▶ Aufgabe:
Gib die folgenden Zeilen erneut wieder und tausche dabei in allen Einträgen „picture“ gegen „image“ aus. Alles andere bleibt unverändert.

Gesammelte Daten
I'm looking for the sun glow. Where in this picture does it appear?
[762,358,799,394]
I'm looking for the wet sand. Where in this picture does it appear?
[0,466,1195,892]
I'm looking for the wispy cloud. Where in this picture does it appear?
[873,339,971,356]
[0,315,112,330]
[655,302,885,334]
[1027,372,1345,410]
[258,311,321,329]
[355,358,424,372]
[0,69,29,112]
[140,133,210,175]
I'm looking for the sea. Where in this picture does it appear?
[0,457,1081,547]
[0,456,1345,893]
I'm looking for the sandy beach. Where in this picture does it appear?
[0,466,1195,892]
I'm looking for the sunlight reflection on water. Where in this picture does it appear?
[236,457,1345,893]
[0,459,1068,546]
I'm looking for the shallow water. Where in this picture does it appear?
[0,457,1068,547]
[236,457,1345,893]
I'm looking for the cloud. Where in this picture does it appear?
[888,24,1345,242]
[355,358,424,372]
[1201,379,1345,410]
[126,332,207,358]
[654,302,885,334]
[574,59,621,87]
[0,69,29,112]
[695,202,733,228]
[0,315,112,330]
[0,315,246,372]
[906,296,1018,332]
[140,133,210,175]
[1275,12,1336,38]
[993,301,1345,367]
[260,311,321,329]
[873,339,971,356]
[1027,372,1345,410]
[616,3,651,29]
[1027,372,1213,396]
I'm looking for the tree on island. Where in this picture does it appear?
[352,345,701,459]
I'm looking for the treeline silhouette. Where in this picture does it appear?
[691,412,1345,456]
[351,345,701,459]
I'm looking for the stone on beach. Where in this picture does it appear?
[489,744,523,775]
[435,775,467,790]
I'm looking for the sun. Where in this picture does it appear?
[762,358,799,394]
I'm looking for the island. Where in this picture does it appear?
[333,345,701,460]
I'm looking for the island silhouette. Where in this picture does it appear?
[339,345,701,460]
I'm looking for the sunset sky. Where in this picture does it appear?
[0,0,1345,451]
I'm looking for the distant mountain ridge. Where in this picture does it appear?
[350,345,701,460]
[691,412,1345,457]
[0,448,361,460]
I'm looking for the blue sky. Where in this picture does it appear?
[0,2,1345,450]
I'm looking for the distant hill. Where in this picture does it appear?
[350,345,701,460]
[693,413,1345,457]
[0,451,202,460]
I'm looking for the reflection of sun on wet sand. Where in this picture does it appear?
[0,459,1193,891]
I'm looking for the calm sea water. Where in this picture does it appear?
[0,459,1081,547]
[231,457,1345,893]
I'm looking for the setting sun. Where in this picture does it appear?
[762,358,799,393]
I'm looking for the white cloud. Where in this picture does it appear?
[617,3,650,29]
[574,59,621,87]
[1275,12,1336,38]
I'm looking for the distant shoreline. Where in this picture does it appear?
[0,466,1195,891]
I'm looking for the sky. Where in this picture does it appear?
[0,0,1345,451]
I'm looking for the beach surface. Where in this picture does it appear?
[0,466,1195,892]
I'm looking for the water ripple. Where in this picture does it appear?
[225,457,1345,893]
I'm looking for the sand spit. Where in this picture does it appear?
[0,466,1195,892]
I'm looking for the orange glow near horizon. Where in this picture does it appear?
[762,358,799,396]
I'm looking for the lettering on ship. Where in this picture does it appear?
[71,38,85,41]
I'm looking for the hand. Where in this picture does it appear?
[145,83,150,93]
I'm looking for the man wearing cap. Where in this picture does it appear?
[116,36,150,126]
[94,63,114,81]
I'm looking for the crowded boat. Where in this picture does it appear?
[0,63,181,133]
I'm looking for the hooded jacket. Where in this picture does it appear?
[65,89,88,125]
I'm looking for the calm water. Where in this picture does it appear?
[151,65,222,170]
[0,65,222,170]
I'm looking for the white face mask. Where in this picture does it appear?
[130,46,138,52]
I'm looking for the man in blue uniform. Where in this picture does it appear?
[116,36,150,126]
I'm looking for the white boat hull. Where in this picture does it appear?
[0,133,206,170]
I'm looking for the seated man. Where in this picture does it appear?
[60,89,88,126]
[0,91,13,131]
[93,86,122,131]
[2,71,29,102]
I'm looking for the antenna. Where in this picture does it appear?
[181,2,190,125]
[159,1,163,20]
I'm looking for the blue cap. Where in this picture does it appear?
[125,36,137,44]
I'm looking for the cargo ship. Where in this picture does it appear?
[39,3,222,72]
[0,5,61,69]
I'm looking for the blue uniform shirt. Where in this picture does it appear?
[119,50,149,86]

▶ Lösung:
I'm looking for the sun glow. Where in this image does it appear?
[762,358,799,394]
I'm looking for the wet sand. Where in this image does it appear?
[0,466,1195,892]
I'm looking for the wispy cloud. Where in this image does it appear?
[873,339,971,356]
[0,315,112,330]
[655,302,885,334]
[1027,372,1345,410]
[258,311,321,329]
[355,358,424,372]
[0,69,29,112]
[140,133,210,175]
I'm looking for the sea. Where in this image does it appear?
[0,457,1081,547]
[0,456,1345,893]
I'm looking for the sandy beach. Where in this image does it appear?
[0,466,1195,892]
I'm looking for the sunlight reflection on water. Where in this image does it appear?
[236,457,1345,893]
[0,459,1068,546]
I'm looking for the shallow water. Where in this image does it appear?
[0,457,1068,547]
[236,457,1345,893]
I'm looking for the cloud. Where in this image does it appear?
[888,24,1345,242]
[355,358,424,372]
[1201,379,1345,410]
[126,332,207,358]
[654,302,885,334]
[574,59,621,87]
[0,69,29,112]
[695,202,733,228]
[0,315,112,330]
[0,315,246,372]
[906,296,1018,332]
[140,133,210,175]
[1275,12,1336,38]
[993,301,1345,367]
[260,311,321,329]
[873,339,971,356]
[1027,372,1345,410]
[616,3,651,29]
[1027,372,1213,396]
I'm looking for the tree on island. Where in this image does it appear?
[352,345,701,459]
I'm looking for the treeline silhouette. Where in this image does it appear?
[691,412,1345,456]
[351,345,701,459]
I'm looking for the stone on beach. Where in this image does it appear?
[489,744,523,775]
[435,775,467,790]
I'm looking for the sun. Where in this image does it appear?
[762,358,799,394]
I'm looking for the island. Where in this image does it appear?
[333,345,701,460]
I'm looking for the island silhouette. Where in this image does it appear?
[339,345,701,460]
I'm looking for the sunset sky. Where in this image does it appear?
[0,0,1345,451]
I'm looking for the distant mountain ridge. Where in this image does it appear?
[350,345,701,460]
[691,412,1345,457]
[0,448,361,460]
I'm looking for the blue sky. Where in this image does it appear?
[0,2,1345,450]
I'm looking for the distant hill. Where in this image does it appear?
[350,345,701,460]
[693,413,1345,457]
[0,451,202,460]
I'm looking for the reflection of sun on wet sand. Where in this image does it appear?
[0,459,1193,891]
I'm looking for the calm sea water. Where in this image does it appear?
[0,459,1081,547]
[231,457,1345,893]
I'm looking for the setting sun. Where in this image does it appear?
[762,358,799,393]
I'm looking for the white cloud. Where in this image does it appear?
[617,3,650,29]
[574,59,621,87]
[1275,12,1336,38]
I'm looking for the distant shoreline. Where in this image does it appear?
[0,466,1195,891]
I'm looking for the sky. Where in this image does it appear?
[0,0,1345,451]
I'm looking for the beach surface. Where in this image does it appear?
[0,466,1195,892]
I'm looking for the water ripple. Where in this image does it appear?
[225,457,1345,893]
I'm looking for the sand spit. Where in this image does it appear?
[0,466,1195,892]
I'm looking for the orange glow near horizon. Where in this image does it appear?
[762,358,799,396]
I'm looking for the lettering on ship. Where in this image does it appear?
[71,38,85,41]
I'm looking for the hand. Where in this image does it appear?
[145,83,150,93]
I'm looking for the man wearing cap. Where in this image does it appear?
[116,36,150,126]
[94,63,114,81]
I'm looking for the crowded boat. Where in this image does it appear?
[0,63,181,133]
I'm looking for the hooded jacket. Where in this image does it appear?
[65,89,88,125]
I'm looking for the calm water. Where in this image does it appear?
[151,65,222,170]
[0,65,222,170]
I'm looking for the white face mask. Where in this image does it appear?
[130,46,138,52]
I'm looking for the man in blue uniform. Where in this image does it appear?
[116,36,150,126]
I'm looking for the white boat hull. Where in this image does it appear?
[0,133,206,170]
I'm looking for the seated man. Where in this image does it appear?
[60,89,88,126]
[0,91,13,131]
[93,86,122,131]
[2,71,29,102]
I'm looking for the antenna. Where in this image does it appear?
[181,2,190,125]
[159,1,163,20]
I'm looking for the blue cap. Where in this image does it appear?
[125,36,137,44]
I'm looking for the cargo ship. Where in this image does it appear?
[39,3,222,72]
[0,5,61,69]
I'm looking for the blue uniform shirt. Where in this image does it appear?
[119,50,149,86]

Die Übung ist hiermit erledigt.